== DATA LISTING

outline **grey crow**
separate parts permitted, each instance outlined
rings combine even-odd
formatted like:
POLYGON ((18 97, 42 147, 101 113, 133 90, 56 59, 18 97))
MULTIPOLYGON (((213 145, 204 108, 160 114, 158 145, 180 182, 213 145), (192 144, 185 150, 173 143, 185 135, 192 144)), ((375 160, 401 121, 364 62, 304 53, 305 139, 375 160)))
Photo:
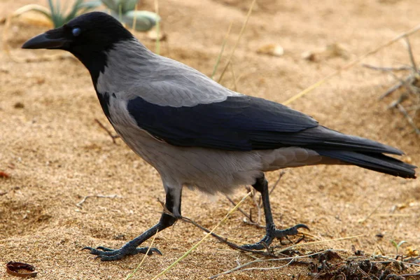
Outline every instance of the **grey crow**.
MULTIPOLYGON (((198 71, 155 55, 113 17, 82 15, 27 41, 23 48, 67 50, 89 70, 104 113, 124 141, 158 170, 166 192, 159 222, 120 248, 86 247, 102 260, 145 253, 139 247, 181 216, 183 186, 227 193, 244 185, 261 193, 265 236, 260 250, 295 235, 276 229, 264 172, 314 164, 354 164, 402 178, 416 167, 384 154, 402 152, 343 134, 288 107, 230 90, 198 71)), ((151 252, 160 253, 157 248, 151 252)))

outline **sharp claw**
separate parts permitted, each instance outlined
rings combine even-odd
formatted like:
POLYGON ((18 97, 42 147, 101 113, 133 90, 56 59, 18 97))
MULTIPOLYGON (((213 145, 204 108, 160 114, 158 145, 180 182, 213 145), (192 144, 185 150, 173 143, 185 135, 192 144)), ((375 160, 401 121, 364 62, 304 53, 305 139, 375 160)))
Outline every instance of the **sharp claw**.
POLYGON ((104 252, 112 252, 115 251, 107 247, 104 247, 103 246, 99 246, 97 247, 97 250, 102 250, 104 252))
POLYGON ((298 225, 296 225, 293 227, 296 228, 296 230, 298 230, 299 228, 304 228, 305 230, 308 230, 309 231, 311 231, 311 230, 309 230, 309 227, 308 227, 307 225, 306 225, 303 223, 300 223, 298 225))

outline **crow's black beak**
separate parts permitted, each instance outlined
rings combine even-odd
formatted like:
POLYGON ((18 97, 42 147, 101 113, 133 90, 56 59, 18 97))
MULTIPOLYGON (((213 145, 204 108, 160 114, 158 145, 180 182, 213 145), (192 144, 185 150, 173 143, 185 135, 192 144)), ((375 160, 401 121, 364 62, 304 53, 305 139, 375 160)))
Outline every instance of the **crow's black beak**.
MULTIPOLYGON (((55 30, 57 29, 52 31, 55 30)), ((56 32, 54 32, 52 34, 50 31, 43 33, 27 41, 22 46, 22 48, 61 48, 66 43, 69 42, 69 40, 59 36, 57 36, 57 35, 58 34, 56 32)))

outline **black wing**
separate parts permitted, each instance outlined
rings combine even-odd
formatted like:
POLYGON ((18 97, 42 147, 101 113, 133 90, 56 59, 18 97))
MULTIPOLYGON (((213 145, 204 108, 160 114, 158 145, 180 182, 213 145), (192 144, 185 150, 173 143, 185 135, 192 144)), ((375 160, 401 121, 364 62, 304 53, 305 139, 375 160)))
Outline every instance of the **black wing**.
POLYGON ((401 154, 392 147, 322 127, 280 104, 246 95, 192 107, 159 106, 136 97, 128 102, 127 109, 141 129, 174 146, 227 150, 304 146, 401 154))

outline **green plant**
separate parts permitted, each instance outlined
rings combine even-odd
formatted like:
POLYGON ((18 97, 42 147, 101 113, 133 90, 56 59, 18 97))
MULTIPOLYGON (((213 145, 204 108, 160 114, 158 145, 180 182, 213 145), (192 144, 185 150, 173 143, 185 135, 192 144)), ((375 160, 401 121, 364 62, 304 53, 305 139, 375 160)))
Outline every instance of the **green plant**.
POLYGON ((400 247, 401 246, 401 245, 402 245, 405 243, 407 243, 406 241, 400 241, 399 243, 397 244, 397 242, 395 240, 390 240, 391 243, 392 244, 392 245, 395 247, 396 248, 396 254, 397 254, 397 258, 398 258, 398 249, 400 248, 400 247))
POLYGON ((136 31, 148 31, 160 21, 160 17, 155 13, 136 10, 138 0, 102 0, 89 3, 97 4, 98 2, 105 5, 112 16, 136 31))
POLYGON ((77 0, 74 3, 69 10, 67 10, 66 13, 66 10, 67 10, 66 4, 68 3, 69 1, 64 1, 64 7, 63 9, 61 8, 60 0, 56 0, 55 1, 48 0, 49 9, 41 5, 27 5, 16 10, 13 13, 13 16, 20 15, 24 13, 33 10, 40 13, 47 17, 51 22, 52 22, 54 27, 59 27, 64 25, 70 20, 83 13, 86 13, 89 10, 96 8, 100 4, 100 3, 98 4, 97 2, 84 3, 83 0, 77 0))

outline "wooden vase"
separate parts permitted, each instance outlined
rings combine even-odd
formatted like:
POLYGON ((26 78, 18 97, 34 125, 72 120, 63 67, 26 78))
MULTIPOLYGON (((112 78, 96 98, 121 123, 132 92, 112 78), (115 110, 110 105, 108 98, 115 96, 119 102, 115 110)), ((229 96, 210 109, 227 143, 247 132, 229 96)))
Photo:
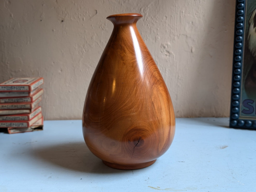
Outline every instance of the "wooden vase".
POLYGON ((112 34, 87 94, 83 132, 111 167, 147 167, 168 149, 175 119, 165 84, 136 26, 141 15, 114 15, 112 34))

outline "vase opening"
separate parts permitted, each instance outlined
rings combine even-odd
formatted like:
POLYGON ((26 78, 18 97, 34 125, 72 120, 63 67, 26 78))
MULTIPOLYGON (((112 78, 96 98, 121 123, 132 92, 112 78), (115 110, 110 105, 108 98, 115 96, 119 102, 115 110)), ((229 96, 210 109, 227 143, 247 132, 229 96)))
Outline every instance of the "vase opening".
POLYGON ((114 25, 122 24, 136 23, 137 21, 142 17, 138 13, 125 13, 110 15, 106 19, 111 21, 114 25))

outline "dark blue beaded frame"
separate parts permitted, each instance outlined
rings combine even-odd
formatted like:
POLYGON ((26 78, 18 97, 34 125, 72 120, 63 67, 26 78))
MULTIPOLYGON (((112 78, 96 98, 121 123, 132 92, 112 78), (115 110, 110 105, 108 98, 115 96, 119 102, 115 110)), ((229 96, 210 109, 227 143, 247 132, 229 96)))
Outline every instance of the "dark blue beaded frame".
POLYGON ((236 3, 229 126, 255 129, 256 120, 239 118, 246 3, 246 0, 237 0, 236 3))

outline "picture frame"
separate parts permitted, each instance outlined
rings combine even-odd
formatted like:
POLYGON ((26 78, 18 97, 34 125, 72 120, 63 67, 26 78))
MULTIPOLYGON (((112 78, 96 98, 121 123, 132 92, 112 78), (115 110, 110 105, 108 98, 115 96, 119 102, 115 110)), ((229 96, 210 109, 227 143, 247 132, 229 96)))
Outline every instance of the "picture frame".
POLYGON ((236 0, 229 126, 256 129, 256 0, 236 0))

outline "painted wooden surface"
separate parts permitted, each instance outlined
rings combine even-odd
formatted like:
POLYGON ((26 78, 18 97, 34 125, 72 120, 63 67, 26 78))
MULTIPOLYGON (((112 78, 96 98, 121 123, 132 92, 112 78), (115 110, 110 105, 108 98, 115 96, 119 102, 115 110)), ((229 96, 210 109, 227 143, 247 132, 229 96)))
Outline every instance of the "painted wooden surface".
POLYGON ((256 131, 229 128, 228 118, 176 120, 166 152, 133 170, 109 167, 93 155, 81 120, 0 133, 0 191, 256 191, 256 131))

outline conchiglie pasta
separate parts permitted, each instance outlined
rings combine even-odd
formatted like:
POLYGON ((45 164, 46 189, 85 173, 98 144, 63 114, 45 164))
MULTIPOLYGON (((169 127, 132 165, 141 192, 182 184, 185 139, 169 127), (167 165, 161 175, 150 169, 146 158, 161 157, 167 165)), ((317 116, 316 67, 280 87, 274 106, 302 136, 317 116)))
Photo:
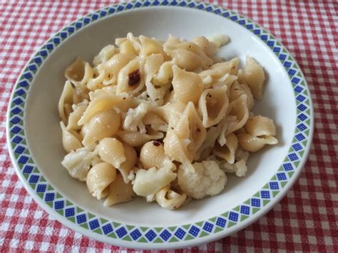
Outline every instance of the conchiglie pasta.
POLYGON ((262 98, 263 85, 265 80, 263 68, 251 57, 247 57, 244 78, 251 89, 255 99, 262 98))
POLYGON ((116 169, 107 162, 101 162, 89 170, 87 174, 87 187, 98 200, 108 195, 107 187, 116 178, 116 169))
POLYGON ((98 143, 97 147, 98 155, 102 160, 119 168, 126 160, 123 145, 117 139, 106 138, 98 143))
POLYGON ((195 73, 185 71, 175 66, 173 67, 173 87, 176 98, 185 103, 190 101, 197 103, 203 91, 200 77, 195 73))
POLYGON ((58 105, 70 175, 104 206, 138 195, 170 210, 220 194, 225 173, 245 176, 250 153, 278 140, 273 120, 251 111, 262 68, 216 55, 228 41, 128 33, 91 66, 78 58, 58 105))
POLYGON ((109 192, 103 205, 108 207, 112 205, 132 200, 135 197, 130 182, 126 183, 121 175, 118 175, 116 179, 109 185, 109 192))
POLYGON ((85 146, 90 145, 106 137, 113 136, 120 127, 120 117, 113 109, 101 110, 94 114, 86 123, 82 143, 85 146))

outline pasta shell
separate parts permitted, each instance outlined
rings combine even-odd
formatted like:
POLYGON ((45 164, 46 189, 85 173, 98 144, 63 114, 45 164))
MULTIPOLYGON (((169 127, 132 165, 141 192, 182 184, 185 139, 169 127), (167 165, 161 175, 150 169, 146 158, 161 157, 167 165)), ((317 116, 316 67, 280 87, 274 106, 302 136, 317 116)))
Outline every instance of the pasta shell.
POLYGON ((83 103, 73 105, 73 112, 69 114, 69 118, 68 119, 67 130, 79 130, 81 128, 81 127, 78 125, 78 121, 81 118, 87 106, 87 100, 84 100, 83 103))
POLYGON ((173 67, 173 88, 175 97, 181 102, 196 104, 203 91, 202 79, 195 73, 185 71, 176 66, 173 67))
POLYGON ((143 145, 140 152, 140 162, 145 169, 163 167, 165 162, 171 163, 168 156, 164 153, 162 144, 155 140, 143 145))
POLYGON ((116 54, 102 65, 103 70, 111 76, 111 84, 117 83, 118 75, 120 71, 134 58, 135 56, 133 53, 120 53, 116 54))
POLYGON ((235 132, 241 128, 249 118, 249 110, 247 109, 246 95, 241 95, 237 100, 231 102, 229 105, 228 115, 236 117, 236 120, 227 126, 227 136, 229 133, 235 132))
POLYGON ((144 73, 138 59, 130 61, 118 73, 116 93, 127 92, 135 94, 144 87, 144 73), (135 75, 135 81, 132 76, 135 75))
POLYGON ((187 199, 187 195, 180 195, 166 186, 160 190, 155 195, 156 202, 162 207, 170 210, 180 207, 187 199))
POLYGON ((250 88, 255 99, 262 98, 263 85, 265 80, 263 68, 251 57, 247 57, 244 68, 245 82, 250 88))
POLYGON ((276 135, 273 120, 261 115, 250 118, 245 124, 245 130, 254 136, 276 135))
POLYGON ((240 147, 249 152, 256 152, 266 144, 275 145, 278 140, 273 136, 256 137, 248 133, 240 133, 237 135, 240 147))
POLYGON ((104 190, 116 178, 116 169, 107 162, 93 166, 87 174, 87 187, 89 192, 98 200, 106 197, 104 190))
POLYGON ((160 132, 153 132, 141 133, 139 131, 118 131, 116 133, 123 142, 132 147, 138 147, 150 140, 158 140, 163 138, 163 133, 160 132))
POLYGON ((238 147, 238 140, 232 133, 226 137, 225 145, 221 147, 216 143, 212 153, 225 159, 230 164, 235 162, 235 153, 238 147))
POLYGON ((129 182, 129 173, 131 169, 133 169, 134 165, 136 164, 138 155, 135 148, 126 143, 123 143, 123 145, 126 160, 124 162, 121 163, 118 170, 121 173, 124 182, 128 183, 129 182))
POLYGON ((118 109, 126 111, 130 108, 135 108, 138 103, 130 97, 121 94, 121 95, 103 95, 95 98, 89 103, 78 125, 82 125, 89 121, 91 117, 101 110, 108 109, 118 109))
POLYGON ((119 169, 121 165, 126 161, 123 145, 116 138, 103 139, 98 143, 97 149, 102 160, 117 169, 119 169))
POLYGON ((247 108, 249 110, 251 110, 254 105, 254 100, 250 88, 246 84, 240 84, 238 82, 235 81, 230 89, 230 101, 235 100, 243 94, 247 96, 247 108))
POLYGON ((130 182, 126 184, 121 175, 118 175, 116 179, 109 185, 109 192, 103 205, 108 207, 112 205, 125 202, 135 198, 135 194, 133 191, 130 182))
POLYGON ((209 57, 212 56, 218 50, 215 43, 209 41, 204 36, 195 37, 191 41, 198 45, 209 57))
POLYGON ((93 75, 94 71, 89 63, 81 57, 76 58, 65 71, 66 78, 81 90, 86 88, 86 83, 93 75))
POLYGON ((86 134, 82 143, 90 145, 97 140, 113 135, 120 127, 120 115, 113 109, 101 110, 86 123, 86 134))
POLYGON ((65 124, 62 121, 60 122, 60 125, 62 130, 62 144, 66 152, 69 153, 71 150, 82 148, 80 140, 66 128, 65 124))
POLYGON ((101 63, 104 63, 111 58, 117 52, 118 49, 116 48, 113 45, 106 46, 101 50, 100 53, 94 57, 93 64, 97 66, 101 63))
POLYGON ((163 47, 157 41, 141 35, 140 36, 140 42, 142 45, 141 56, 143 57, 149 56, 155 53, 160 53, 163 58, 165 60, 169 59, 169 56, 165 53, 163 47))
POLYGON ((227 90, 225 86, 208 89, 200 95, 198 109, 205 128, 219 123, 225 116, 229 105, 227 90))
POLYGON ((61 118, 63 123, 67 124, 68 117, 69 116, 69 110, 65 110, 65 105, 73 103, 73 89, 71 86, 71 82, 66 81, 65 86, 63 86, 63 91, 62 91, 61 96, 58 100, 58 115, 61 118))

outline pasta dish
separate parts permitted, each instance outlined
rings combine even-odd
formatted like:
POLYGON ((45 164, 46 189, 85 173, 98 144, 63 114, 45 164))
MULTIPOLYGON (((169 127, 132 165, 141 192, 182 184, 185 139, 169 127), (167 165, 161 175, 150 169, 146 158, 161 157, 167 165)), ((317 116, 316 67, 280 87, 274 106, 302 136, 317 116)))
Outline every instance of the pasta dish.
POLYGON ((70 175, 104 206, 140 196, 169 210, 218 195, 227 173, 244 177, 250 153, 277 140, 272 120, 252 112, 263 68, 217 57, 227 41, 129 33, 93 64, 78 58, 58 103, 70 175))

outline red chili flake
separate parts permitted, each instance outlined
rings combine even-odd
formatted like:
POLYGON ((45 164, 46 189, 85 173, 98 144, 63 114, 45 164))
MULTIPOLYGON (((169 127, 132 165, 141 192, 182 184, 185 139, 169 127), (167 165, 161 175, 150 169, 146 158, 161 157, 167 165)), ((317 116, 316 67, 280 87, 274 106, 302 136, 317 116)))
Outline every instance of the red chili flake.
POLYGON ((158 141, 156 141, 156 140, 154 140, 154 141, 153 142, 153 144, 155 146, 158 146, 158 147, 159 145, 160 145, 160 143, 159 143, 159 142, 158 142, 158 141))
POLYGON ((131 72, 129 75, 129 86, 133 86, 140 81, 140 69, 138 68, 135 71, 131 72))

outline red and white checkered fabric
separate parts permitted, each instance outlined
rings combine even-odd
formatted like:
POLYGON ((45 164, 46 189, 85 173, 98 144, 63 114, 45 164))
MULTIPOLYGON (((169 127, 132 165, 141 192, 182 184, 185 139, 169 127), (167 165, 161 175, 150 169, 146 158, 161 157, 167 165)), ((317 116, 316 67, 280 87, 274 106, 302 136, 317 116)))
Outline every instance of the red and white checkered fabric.
MULTIPOLYGON (((127 251, 75 232, 43 211, 19 180, 5 134, 11 89, 32 53, 64 25, 111 4, 0 0, 0 252, 127 251)), ((243 0, 213 4, 261 24, 294 56, 312 92, 313 145, 299 179, 267 215, 230 237, 177 252, 338 252, 338 2, 243 0)))

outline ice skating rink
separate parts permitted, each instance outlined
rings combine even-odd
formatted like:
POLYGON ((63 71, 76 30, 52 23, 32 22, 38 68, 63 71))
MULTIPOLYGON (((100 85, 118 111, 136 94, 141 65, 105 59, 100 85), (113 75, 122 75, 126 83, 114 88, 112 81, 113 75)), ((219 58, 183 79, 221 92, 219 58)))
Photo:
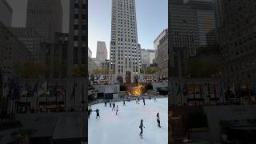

====

THE TASK -
Lay out the lines of the records above as a Markdown table with the columns "Row" and "Text", starting with the line that contains "outline conchiglie pasta" and going on through the line that contains "POLYGON ((109 192, 103". Number the rows in order, and leave out blank lines and pictures.

TASK SOLUTION -
| Row | Text |
|---|---|
| 1 | outline conchiglie pasta |
| 2 | separate parts permitted, each instance outlined |
| 3 | rings combine even-odd |
| 4 | formatted like: |
| 5 | POLYGON ((45 164, 46 189, 85 173, 98 144, 63 114, 45 164)) |
| 6 | MULTIPOLYGON (((169 127, 132 165, 141 192, 182 184, 185 139, 169 127), (167 165, 161 175, 150 169, 146 158, 161 157, 167 165)), ((317 116, 316 67, 280 87, 274 106, 302 136, 317 116))) |
| 7 | Photo: |
| 8 | Outline every instance of the conchiglie pasta. |
| 9 | POLYGON ((262 98, 263 85, 265 80, 263 68, 251 57, 247 57, 244 78, 251 89, 255 99, 262 98)) |
| 10 | POLYGON ((116 169, 107 162, 101 162, 89 170, 87 174, 87 187, 98 200, 108 195, 107 187, 116 178, 116 169)) |
| 11 | POLYGON ((98 143, 97 147, 98 155, 102 160, 119 168, 126 160, 123 145, 117 139, 106 138, 98 143)) |
| 12 | POLYGON ((195 73, 185 71, 175 66, 173 67, 173 87, 176 98, 185 103, 190 101, 197 103, 203 91, 200 77, 195 73)) |
| 13 | POLYGON ((58 105, 70 175, 104 206, 138 195, 170 210, 220 194, 225 173, 245 176, 250 153, 278 140, 273 120, 251 111, 262 68, 216 55, 228 41, 128 33, 91 66, 78 58, 58 105)) |
| 14 | POLYGON ((109 192, 103 205, 108 207, 112 205, 132 200, 135 197, 130 182, 126 183, 121 175, 118 175, 116 179, 109 185, 109 192)) |